----- Stored data -----

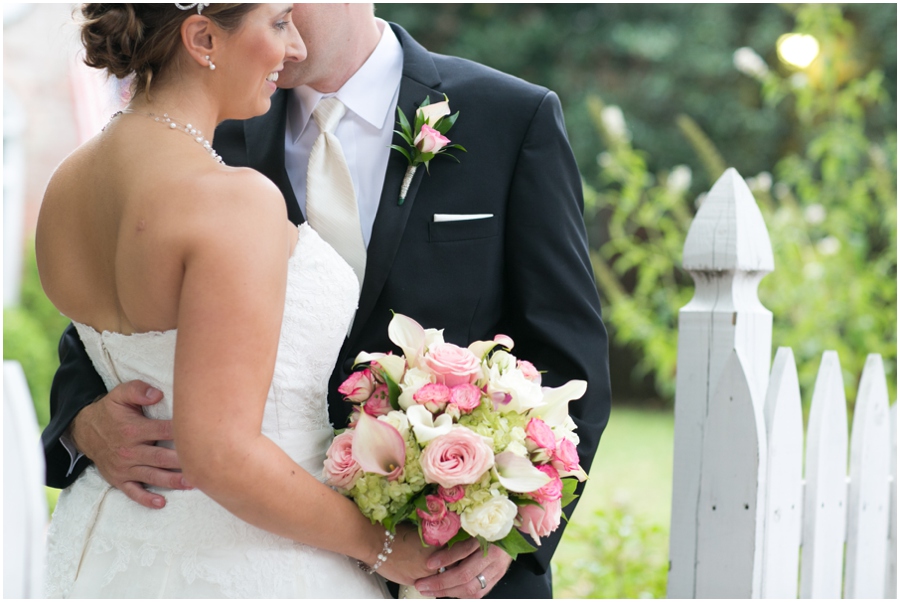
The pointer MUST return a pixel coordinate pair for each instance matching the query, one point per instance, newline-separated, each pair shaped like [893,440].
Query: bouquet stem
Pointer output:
[407,180]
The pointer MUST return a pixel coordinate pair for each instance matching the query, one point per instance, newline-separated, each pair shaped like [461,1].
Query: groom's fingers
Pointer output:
[136,492]
[448,556]
[461,580]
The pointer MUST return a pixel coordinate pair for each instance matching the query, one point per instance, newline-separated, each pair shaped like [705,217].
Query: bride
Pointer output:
[144,231]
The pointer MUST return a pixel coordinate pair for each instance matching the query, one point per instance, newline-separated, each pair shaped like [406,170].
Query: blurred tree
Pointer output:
[828,136]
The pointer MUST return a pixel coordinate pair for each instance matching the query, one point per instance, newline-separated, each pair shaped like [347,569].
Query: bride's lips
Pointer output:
[272,78]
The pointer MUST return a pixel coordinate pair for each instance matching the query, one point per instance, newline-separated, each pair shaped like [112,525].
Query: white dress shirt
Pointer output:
[365,131]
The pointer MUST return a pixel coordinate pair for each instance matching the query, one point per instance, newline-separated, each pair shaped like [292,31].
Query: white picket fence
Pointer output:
[746,521]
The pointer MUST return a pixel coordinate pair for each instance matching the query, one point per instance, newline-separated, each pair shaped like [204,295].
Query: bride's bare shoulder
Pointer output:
[234,204]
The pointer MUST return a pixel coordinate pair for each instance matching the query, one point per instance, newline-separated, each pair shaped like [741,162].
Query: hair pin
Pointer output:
[200,6]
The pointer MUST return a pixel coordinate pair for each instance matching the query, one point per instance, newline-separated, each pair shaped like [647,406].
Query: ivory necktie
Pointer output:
[330,199]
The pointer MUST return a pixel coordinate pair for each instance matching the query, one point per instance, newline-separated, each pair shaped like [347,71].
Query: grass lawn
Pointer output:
[617,543]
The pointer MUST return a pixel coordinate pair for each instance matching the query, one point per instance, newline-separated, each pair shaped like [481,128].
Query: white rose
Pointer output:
[492,520]
[524,394]
[414,380]
[398,420]
[503,361]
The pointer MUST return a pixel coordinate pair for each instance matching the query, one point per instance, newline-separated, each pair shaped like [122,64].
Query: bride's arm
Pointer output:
[229,320]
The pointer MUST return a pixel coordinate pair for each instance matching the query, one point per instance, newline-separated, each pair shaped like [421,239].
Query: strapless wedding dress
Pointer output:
[102,544]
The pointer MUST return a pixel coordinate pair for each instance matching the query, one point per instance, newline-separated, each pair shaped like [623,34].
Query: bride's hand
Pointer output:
[408,560]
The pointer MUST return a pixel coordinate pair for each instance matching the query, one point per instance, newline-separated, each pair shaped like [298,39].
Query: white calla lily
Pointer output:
[424,424]
[408,335]
[555,410]
[432,112]
[481,348]
[518,474]
[394,366]
[378,447]
[365,357]
[413,380]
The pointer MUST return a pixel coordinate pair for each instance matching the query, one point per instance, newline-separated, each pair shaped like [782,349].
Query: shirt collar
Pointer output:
[369,93]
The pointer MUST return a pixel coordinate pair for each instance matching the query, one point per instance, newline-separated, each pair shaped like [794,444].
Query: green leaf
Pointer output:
[406,138]
[393,390]
[404,123]
[461,535]
[445,123]
[569,495]
[514,544]
[402,152]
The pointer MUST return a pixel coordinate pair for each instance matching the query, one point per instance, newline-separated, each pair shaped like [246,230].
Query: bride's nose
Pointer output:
[296,49]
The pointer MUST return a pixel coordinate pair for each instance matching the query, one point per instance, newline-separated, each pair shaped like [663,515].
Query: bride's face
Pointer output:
[253,56]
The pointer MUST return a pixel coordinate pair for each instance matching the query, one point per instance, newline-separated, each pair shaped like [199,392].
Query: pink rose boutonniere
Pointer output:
[425,138]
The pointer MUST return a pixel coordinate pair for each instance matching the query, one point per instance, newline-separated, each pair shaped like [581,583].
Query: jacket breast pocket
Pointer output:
[463,230]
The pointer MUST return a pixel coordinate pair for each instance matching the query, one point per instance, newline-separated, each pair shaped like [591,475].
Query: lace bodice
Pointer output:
[101,544]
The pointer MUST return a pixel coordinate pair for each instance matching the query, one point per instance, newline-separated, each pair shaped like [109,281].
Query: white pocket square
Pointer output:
[460,217]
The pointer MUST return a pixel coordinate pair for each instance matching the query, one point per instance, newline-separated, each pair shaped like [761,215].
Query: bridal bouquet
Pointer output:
[463,442]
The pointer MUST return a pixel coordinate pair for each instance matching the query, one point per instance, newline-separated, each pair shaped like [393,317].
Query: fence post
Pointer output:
[24,501]
[867,518]
[825,499]
[890,587]
[784,481]
[727,253]
[732,497]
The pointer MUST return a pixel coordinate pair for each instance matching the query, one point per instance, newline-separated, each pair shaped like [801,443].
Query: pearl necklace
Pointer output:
[188,129]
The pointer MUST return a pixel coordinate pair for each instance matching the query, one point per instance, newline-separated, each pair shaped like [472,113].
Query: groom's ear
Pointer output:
[200,37]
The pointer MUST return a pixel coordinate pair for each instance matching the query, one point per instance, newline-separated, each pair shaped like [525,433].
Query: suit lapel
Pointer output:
[265,150]
[418,81]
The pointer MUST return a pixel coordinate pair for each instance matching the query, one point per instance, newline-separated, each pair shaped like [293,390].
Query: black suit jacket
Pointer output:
[525,272]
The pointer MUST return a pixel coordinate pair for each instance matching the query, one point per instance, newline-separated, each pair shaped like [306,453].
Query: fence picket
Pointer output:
[729,527]
[867,511]
[784,486]
[825,503]
[891,576]
[727,252]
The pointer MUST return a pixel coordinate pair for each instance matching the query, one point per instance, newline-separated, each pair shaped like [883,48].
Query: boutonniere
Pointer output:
[426,139]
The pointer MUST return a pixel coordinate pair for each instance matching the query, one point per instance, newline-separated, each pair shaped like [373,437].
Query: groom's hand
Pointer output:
[114,433]
[461,580]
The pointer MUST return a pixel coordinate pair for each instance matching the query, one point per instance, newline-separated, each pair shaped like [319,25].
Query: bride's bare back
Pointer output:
[121,212]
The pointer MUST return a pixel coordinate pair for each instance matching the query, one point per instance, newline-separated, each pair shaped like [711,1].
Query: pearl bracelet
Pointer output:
[386,550]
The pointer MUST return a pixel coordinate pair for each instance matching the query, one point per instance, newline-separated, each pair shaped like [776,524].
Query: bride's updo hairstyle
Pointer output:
[143,39]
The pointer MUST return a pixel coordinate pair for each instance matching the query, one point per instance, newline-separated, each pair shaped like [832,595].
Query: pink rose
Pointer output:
[565,457]
[358,386]
[379,403]
[434,396]
[453,365]
[539,434]
[437,508]
[466,397]
[458,458]
[452,494]
[552,491]
[529,371]
[429,140]
[437,533]
[539,521]
[341,470]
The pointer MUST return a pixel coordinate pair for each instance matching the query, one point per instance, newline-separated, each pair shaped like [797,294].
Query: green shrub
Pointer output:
[830,208]
[623,555]
[31,334]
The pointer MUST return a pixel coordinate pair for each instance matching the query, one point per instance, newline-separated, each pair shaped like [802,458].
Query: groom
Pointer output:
[492,244]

-----

• **Task brief**:
Each entry above should come back word for word, and no picture should come with it.

• **Solution for this exercise**:
The pointer MUST return a pixel coordinate pair for each instance matching the query, one point per instance, newline-separated, each pair shaped like [893,440].
Query: bouquet stem
Pointer output:
[407,180]
The pointer MUST return a pixel coordinate pair for each instance matching the query, one point per instance, newline-separated, each pair shaped like [461,1].
Query: groom's fingers
Pointer output:
[136,492]
[448,556]
[461,580]
The pointer MUST return a pixel coordinate pair for each instance matching the query, one point per instance, newline-separated, each pair shaped like [705,217].
Query: bride
Pointer output:
[144,231]
The pointer MUST return a pixel coordinate pair for each instance matching the query, one point per instance, newline-separated, each pair shaped like [406,170].
Query: blurred tree
Pointer output:
[828,136]
The pointer MUST return a pixel coordinate pair for each instance matching the query, one point per instance, newline-separated, each pair shaped like [347,569].
Query: bride's lips
Pointer output:
[272,78]
The pointer MUST return a pixel coordinate pair for each instance matching the query, one point per instance, newline-separated, each pair shaped like [112,525].
Query: white dress shirt
Pointer output:
[365,131]
The pointer MUST return a pixel coordinate pair for each instance matching the query, one point per instance, newline-separated, each pair shaped like [292,31].
Query: white picket fence
Pointer output:
[746,521]
The pointer MUST return a pixel coordinate pair for each instance matching the query, one point per instance, newline-separated, each pair shaped like [204,295].
Query: bride's bare shoulder
Pointer output:
[234,204]
The pointer MUST return a pixel coordinate pair for each instance matching the query, one point per instance, newline-separated, each pair shaped like [741,162].
Query: hair pin
Pointer output:
[200,6]
The pointer MUST return a pixel coordinate pair for each instance matching the query, one point per instance, newline-separated, each pair shaped like [647,406].
Query: ivory necktie
Pointer output:
[330,199]
The pointer MUST return a pixel coordinate pair for each instance matching the query, one point per instance, newline-separated, each pair shaped like [347,71].
Query: grass lawn
Pointer output:
[617,543]
The pointer MUST return a pixel coordinate pair for each instance matching the query, one point per instance, newline-separated, each pair shaped like [481,128].
Query: white rose
Pointer output:
[492,520]
[524,394]
[414,380]
[398,420]
[503,361]
The pointer MUST return a pixel coordinate pair for each instance matching the query, one point per instance, newline-separated, each pair shaped like [122,64].
Query: bride's arm
Pointer output:
[229,320]
The pointer MUST return a pixel coordinate pair for each instance matching the query, one point per instance, newline-separated, each pair shaped like [421,239].
Query: strapless wedding dress
Pointer output:
[102,544]
The pointer MUST return a pixel coordinate pair for each instance matching the query, one point per instance, newline-separated, each pair shaped like [623,34].
Query: bride's hand
Pointer output:
[408,560]
The pointer MUST return a pixel coordinate pair for each instance matching the query, one point per instance, newline-separated, each pair shaped like [298,39].
Query: white calla lily
Pointer output:
[424,424]
[408,335]
[555,410]
[432,112]
[481,348]
[518,474]
[394,366]
[378,447]
[365,357]
[413,380]
The pointer MUST return a pixel coordinate pair for each instance matching the query, one point per instance, newline-separated, each pair shaped like [782,349].
Query: shirt collar
Pointer output:
[369,93]
The pointer MUST return a pixel coordinate pair for each instance matching the query, one point per instance, newline-separated, each pair shaped like [794,444].
Query: green leaf
Pointer output:
[406,138]
[393,390]
[404,123]
[461,535]
[445,123]
[569,495]
[514,544]
[402,152]
The pointer MUST return a pixel coordinate pair for each instance matching the query, one point per instance, newline-separated, each pair shaped like [246,230].
Query: bride's nose
Pointer output:
[296,49]
The pointer MUST return a pixel coordinate pair for each instance matching the query, one point per instance, newline-separated, each pair shaped like [663,515].
Query: bride's face
Pointer output:
[253,56]
The pointer MUST return a pixel coordinate pair for each instance matching the query, one point per instance, newline-separated, each pair shaped like [199,392].
Query: pink rose boutonniere
Pointer output:
[425,138]
The pointer MUST return a pixel coordinate pair for each instance matching the query, one point per instance, newline-separated, each pair shaped like [581,583].
Query: jacket breast pocket
Pointer output:
[463,230]
The pointer MUST return a pixel coordinate pair for each instance matching the query, one point per instance, newline-separated, each pair shaped like [591,475].
Query: lace bodice
Pointer output:
[101,544]
The pointer MUST return a pixel coordinate pair for each instance matching the query, one point per instance, newline-separated, each pair shaped like [109,281].
Query: white pocket square
Pointer output:
[460,217]
The pointer MUST return a pixel coordinate pair for each instance matching the query, one point per instance, newline-separated, each pair shaped like [761,215].
Query: bridal bouquet
Pointer output:
[463,442]
The pointer MUST return a pixel coordinate pair for each instance matching the query, one point per instance, newline-separated, each pair shaped like [393,317].
Query: fence post
Pointer output:
[24,501]
[867,518]
[825,499]
[890,587]
[784,481]
[727,253]
[732,497]
The pointer MUST return a pixel coordinate pair for each instance matching the query, one point per instance, newline-separated, each pair shaped like [801,443].
Query: pearl necklace
Pointer output:
[188,129]
The pointer MUST return a pixel coordinate pair for each instance matching the query, one point per instance, newline-separated, each pair shaped like [472,113].
Query: groom's ear
Pointer output:
[200,37]
The pointer MUST return a pixel coordinate pair for each instance matching the query, one point per instance, newline-separated, each pair shaped like [525,433].
Query: suit lapel
Pointer output:
[265,150]
[418,81]
The pointer MUST return a pixel coordinate pair for each instance matching the query, one point per instance, newline-separated, each pair shaped like [293,390].
Query: black suit jacket
Pointer output:
[525,272]
The pointer MUST return a pixel coordinate pair for each instance matching the query, one point per instance, newline-separated, each pair shaped like [306,453].
Query: fence picket
Pointer output:
[729,527]
[867,511]
[784,486]
[825,503]
[891,576]
[727,252]
The pointer MUST return a pixel coordinate pair for each instance matching the query, one point per instance, newline-separated, each pair shaped like [883,48].
Query: boutonniere
Pointer output:
[426,139]
The pointer MUST return a pixel coordinate pair for each instance matching the query, one point per instance, newline-separated, each pair shaped like [373,437].
Query: groom's hand
Pointer output:
[114,433]
[461,580]
The pointer MUST return a pixel coordinate pair for each instance matching the query, one point per instance, newline-separated, each pair shaped like [319,25].
Query: bride's bare back
Pointer output:
[121,212]
The pointer MUST return a pixel coordinate pair for each instance matching the query, one point per instance, newline-separated, each pair shaped like [711,1].
Query: pearl bracelet
Pointer output:
[386,550]
The pointer MUST return a pixel coordinate pair for each instance matching the query, one point per instance, newline-separated, each pair shaped like [776,524].
Query: bride's updo hairstyle
Pointer output:
[143,39]
The pointer MUST return a pixel coordinate pair for each instance matching the query, one point per instance, newline-separated, each pair shaped like [832,595].
Query: pink rose
Pointer output:
[565,457]
[358,386]
[379,403]
[434,396]
[453,365]
[539,434]
[437,508]
[466,397]
[458,458]
[452,494]
[552,491]
[529,371]
[429,140]
[437,533]
[539,521]
[341,470]
The pointer MUST return a pixel coordinate pair for each instance matching the query, one point per instance, newline-separated, each pair shaped like [797,294].
Query: green shrub
Pointer output:
[830,208]
[623,555]
[31,334]
The pointer MUST return a pixel coordinate pair for each instance matching the query, one point per instance, newline-separated, each pair shaped like [802,458].
Query: groom
Pointer output:
[492,244]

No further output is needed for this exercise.